= PROMPT =
Find each line in the material below that contains the word "goldfinch", and copy those lines out.

= DATA PROVIDED =

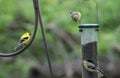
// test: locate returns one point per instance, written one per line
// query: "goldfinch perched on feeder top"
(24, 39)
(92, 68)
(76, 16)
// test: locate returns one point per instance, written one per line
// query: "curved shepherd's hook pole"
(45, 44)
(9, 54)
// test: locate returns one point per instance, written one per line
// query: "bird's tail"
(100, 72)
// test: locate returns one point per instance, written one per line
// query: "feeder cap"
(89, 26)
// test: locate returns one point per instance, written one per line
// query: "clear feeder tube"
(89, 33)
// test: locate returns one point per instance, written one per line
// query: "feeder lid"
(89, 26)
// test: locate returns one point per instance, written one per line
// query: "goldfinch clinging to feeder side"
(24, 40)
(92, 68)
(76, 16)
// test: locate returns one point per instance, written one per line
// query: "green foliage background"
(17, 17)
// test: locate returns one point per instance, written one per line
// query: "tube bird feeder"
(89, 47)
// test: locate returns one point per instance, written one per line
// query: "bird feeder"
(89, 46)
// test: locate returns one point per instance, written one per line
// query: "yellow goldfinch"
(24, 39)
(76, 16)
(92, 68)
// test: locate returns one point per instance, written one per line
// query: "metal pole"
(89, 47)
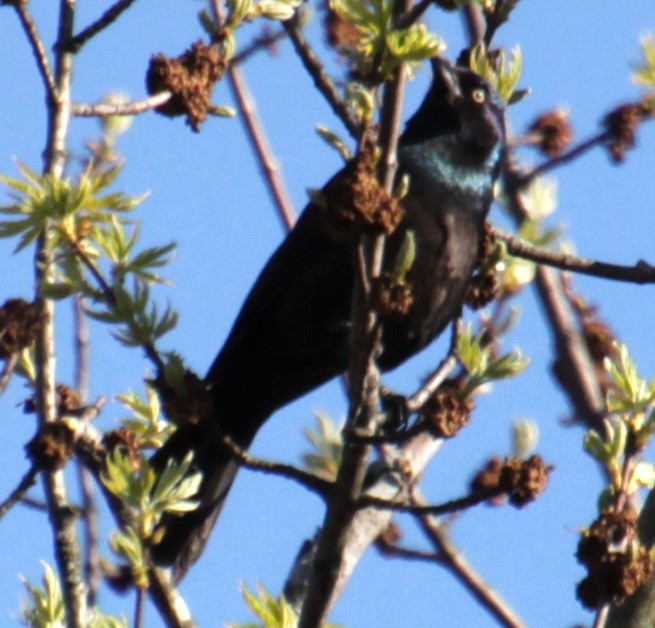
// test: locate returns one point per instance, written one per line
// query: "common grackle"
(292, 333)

= REPLY =
// query: "goldfinch perched on feeder top"
// query: "goldfinch clinging to feeder side"
// query: "yellow goldfinch"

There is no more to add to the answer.